Start of Dataset excerpts

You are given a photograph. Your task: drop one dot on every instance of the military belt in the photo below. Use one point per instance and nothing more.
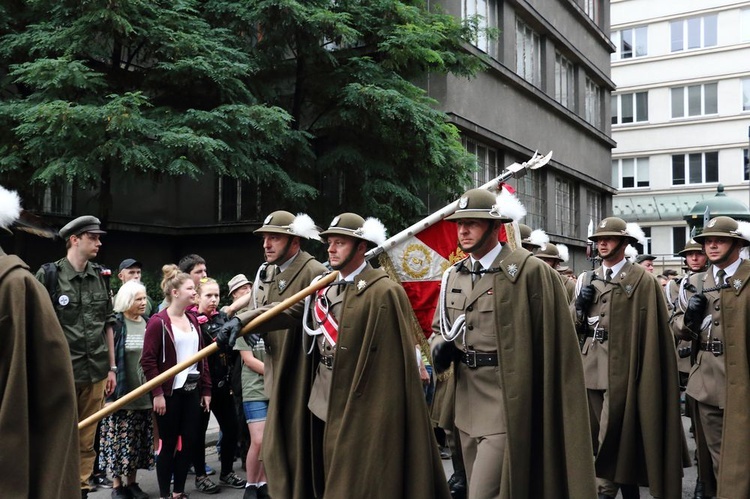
(599, 334)
(716, 347)
(474, 359)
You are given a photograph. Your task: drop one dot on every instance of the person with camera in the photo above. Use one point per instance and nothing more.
(713, 313)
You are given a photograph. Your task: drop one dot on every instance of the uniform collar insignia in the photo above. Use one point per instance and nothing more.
(512, 269)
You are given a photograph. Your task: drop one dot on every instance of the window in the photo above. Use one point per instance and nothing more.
(564, 81)
(566, 207)
(55, 198)
(594, 206)
(528, 54)
(531, 189)
(629, 43)
(593, 103)
(644, 250)
(628, 173)
(238, 200)
(693, 33)
(695, 168)
(487, 161)
(698, 100)
(483, 11)
(679, 238)
(592, 8)
(629, 108)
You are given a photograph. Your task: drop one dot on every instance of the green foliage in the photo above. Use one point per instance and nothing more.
(303, 96)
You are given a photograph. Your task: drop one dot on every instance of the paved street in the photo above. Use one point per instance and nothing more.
(147, 479)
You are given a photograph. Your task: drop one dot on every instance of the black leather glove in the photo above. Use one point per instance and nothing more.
(442, 356)
(694, 313)
(227, 335)
(585, 298)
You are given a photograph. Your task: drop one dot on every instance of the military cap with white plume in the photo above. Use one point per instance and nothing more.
(10, 207)
(634, 230)
(304, 226)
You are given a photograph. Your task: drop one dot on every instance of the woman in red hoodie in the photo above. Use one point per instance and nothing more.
(172, 336)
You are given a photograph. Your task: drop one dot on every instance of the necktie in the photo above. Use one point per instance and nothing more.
(475, 275)
(720, 277)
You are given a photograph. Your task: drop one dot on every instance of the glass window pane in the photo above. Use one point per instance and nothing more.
(712, 166)
(710, 98)
(626, 103)
(642, 172)
(694, 100)
(641, 106)
(626, 46)
(709, 31)
(641, 41)
(676, 31)
(696, 168)
(694, 33)
(678, 103)
(628, 173)
(678, 169)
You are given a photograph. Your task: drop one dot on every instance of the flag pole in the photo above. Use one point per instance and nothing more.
(515, 170)
(205, 352)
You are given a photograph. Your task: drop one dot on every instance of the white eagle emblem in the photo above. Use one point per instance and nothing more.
(512, 269)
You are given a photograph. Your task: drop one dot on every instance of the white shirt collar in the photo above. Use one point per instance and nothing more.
(489, 258)
(616, 268)
(730, 270)
(286, 264)
(357, 271)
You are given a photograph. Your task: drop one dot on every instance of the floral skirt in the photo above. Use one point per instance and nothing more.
(126, 442)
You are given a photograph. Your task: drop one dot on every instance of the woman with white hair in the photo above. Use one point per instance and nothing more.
(127, 435)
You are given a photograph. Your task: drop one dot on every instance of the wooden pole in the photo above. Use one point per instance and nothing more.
(205, 352)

End of Dataset excerpts

◆ Stated exercise: Copy out all of the material above word for word, but omit the pictures.

◆ The result:
You are given a photograph. Your task: drop one dot on every instance of the military belt in the photo below. Use one point per instance and nothing more.
(599, 334)
(716, 347)
(474, 359)
You are given a photograph. Your task: drop one dot on every instance of the person with camera in the photo above. Use one point per instance and nothing more.
(713, 313)
You are given a photograph. Your task: drop one dot on every instance of the uniform collar insignia in the photo above. Use one point per instance and nothing more.
(512, 269)
You are given a photograph. Your task: drop one dot on every instance of the window in the photo above. Use one point per instance and nothing more.
(564, 81)
(566, 207)
(55, 198)
(594, 206)
(528, 54)
(531, 189)
(629, 43)
(593, 103)
(644, 250)
(628, 173)
(238, 200)
(693, 33)
(695, 168)
(487, 161)
(698, 100)
(483, 11)
(679, 238)
(592, 8)
(629, 108)
You are given a photograph. Your task: drop one dot on every instance of the green foliage in the photo above. Use one point per instance and nothing more.
(303, 96)
You are given a photograph. Your task: drop one dot on every instance of the paved street in the photo above. Use one point per instance and nothing more.
(147, 479)
You are given a photograph. Your task: drop one dot on every instance of the black leather glove in the photo above. Use one point per instance and nothing more.
(442, 356)
(694, 313)
(227, 335)
(585, 298)
You are given a photograph. Your task: drop one dot on every instance of the military cap with white plume in the photo above. Use one point per instance and nothing more.
(10, 207)
(634, 230)
(304, 226)
You are given a photograph. Your task: drop one dot on every instance of the woman in red hoodie in the photo above. Use one point per instance and nothing more.
(172, 336)
You are given a photograph. Your task: drop one dot on every instance of the necktie in the photo above. Use one point per instance and nothing more.
(475, 275)
(720, 277)
You are given a photograph. Your task: drop one dot on every instance of the glass window pane in the photo above. Use one point per instance and nothing more.
(712, 166)
(710, 98)
(626, 103)
(642, 172)
(694, 100)
(641, 106)
(626, 46)
(709, 31)
(641, 41)
(676, 31)
(696, 168)
(694, 33)
(678, 103)
(628, 173)
(678, 169)
You are given a photograph. Your task: drop one dot on every instance of the flag pole in the photo above. Use one point per instance and nothing more.
(515, 170)
(205, 352)
You are given a photograph. Your task: drop one dot on every instance of the white eagle emblem in the photo above. Use one point per instance and nothing more.
(512, 269)
You are given a photograph. Your task: drop one dot on every instance of the white shirt collar in the photo above. Use one point per instance and nothing more.
(489, 258)
(616, 268)
(730, 270)
(286, 264)
(357, 271)
You are given a photograph. Your task: drop one dot on every instance of the floral skirt in the photo above. Use one point per instance and nothing more.
(126, 442)
You are given a photograph. Your task: drop one dot on every instance of the woman with white hair in the photo above. Use one point per instance and nothing more.
(127, 435)
You are given a photograph. Your task: drop one dot on every instance of the wooden pole in the photo above. Use one point per instance and nothing more.
(205, 352)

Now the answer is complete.